Asomarse a las noticias en Colombia nos ofrece una panorámica del infierno: “Hombre en estado de embriaguez agrede a su mujer con un machete”, “madre castiga a su hijo quemándole la boca”, “Hombre asesina a su esposa e hijo a cuchillo”. Microcuentos de terror. Mujeres que se lanzan por la ventana para evitar otro golpe de sus parejas. Niñas violadas. Todas esas cosas que no queremos saber. Si bien siempre han estado ahí, con el confinamiento se han agravado.
Según la Secretaría Distrital de la Mujer, hubo un aumento del 200 % en las llamadas de emergencia frente a las que se hacían antes de pandemia. El 78 % de las víctimas son del género femenino. La más afectada es la población más pobre, con menor a servicios legales y de salud. Pero en un país que parece estar siempre en estado de emergencia, la violencia persistente y agravada que se vive dentro de las casas, por desgracia, no recibe atención suficiente.

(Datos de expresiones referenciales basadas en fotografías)
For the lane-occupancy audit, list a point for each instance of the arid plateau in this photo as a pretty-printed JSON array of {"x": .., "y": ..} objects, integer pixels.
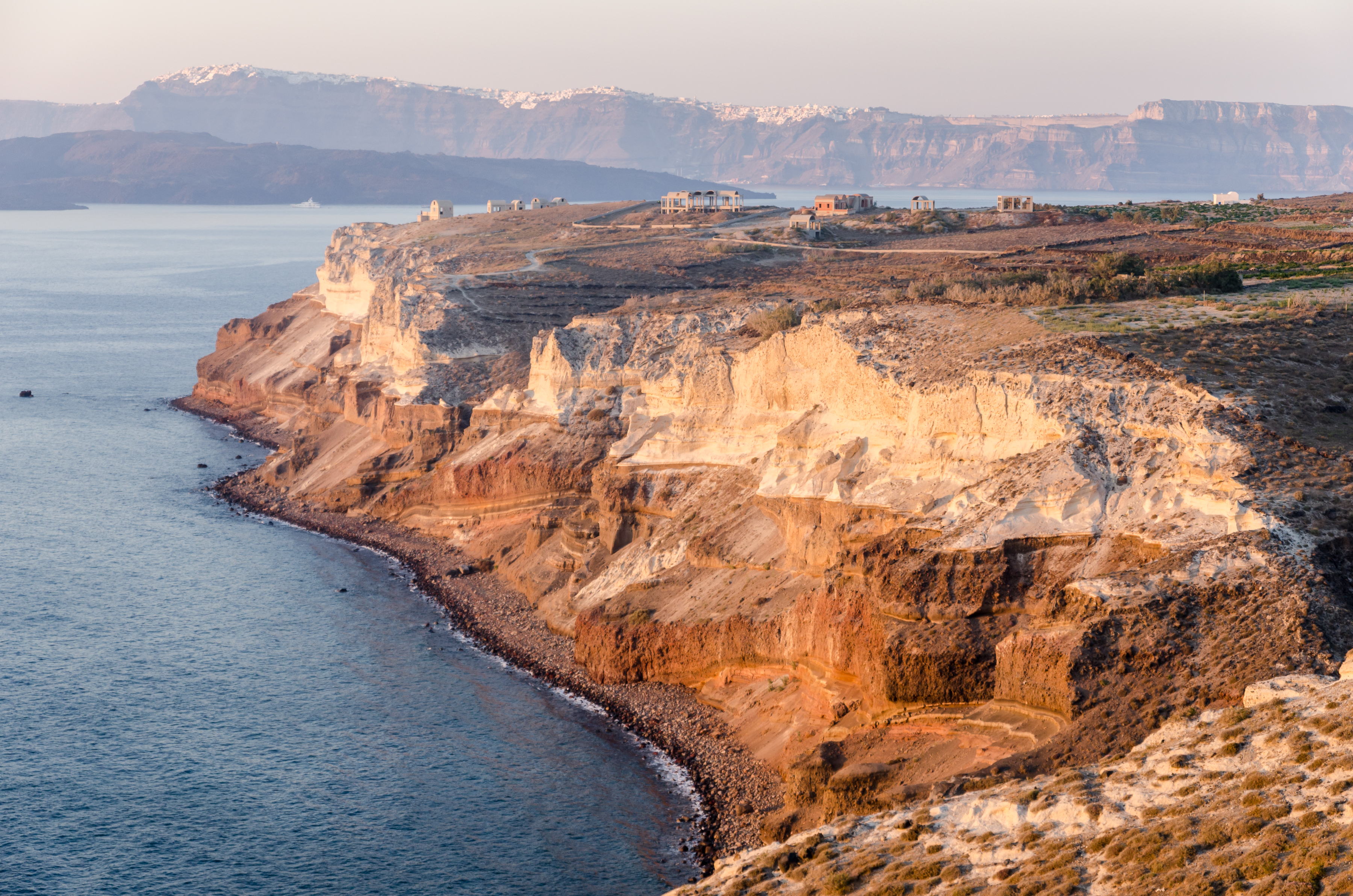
[{"x": 946, "y": 545}]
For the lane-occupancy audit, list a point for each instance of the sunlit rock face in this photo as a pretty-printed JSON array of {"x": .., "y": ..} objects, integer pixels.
[
  {"x": 895, "y": 542},
  {"x": 838, "y": 410}
]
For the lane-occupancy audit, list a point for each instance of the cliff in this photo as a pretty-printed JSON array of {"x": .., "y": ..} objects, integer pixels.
[
  {"x": 896, "y": 543},
  {"x": 1163, "y": 145}
]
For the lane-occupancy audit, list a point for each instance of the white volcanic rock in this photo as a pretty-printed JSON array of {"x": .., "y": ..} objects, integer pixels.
[{"x": 842, "y": 409}]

» Su objetivo
De acuerdo con el texto sobre la violencia dentro de los hogares en Colombia, ¿en qué porcentaje aumentaron las llamadas de emergencia frente a las que se hacían antes de la pandemia?

» Resultado del ejercicio
Aumentaron un 200 %, según la Secretaría Distrital de la Mujer.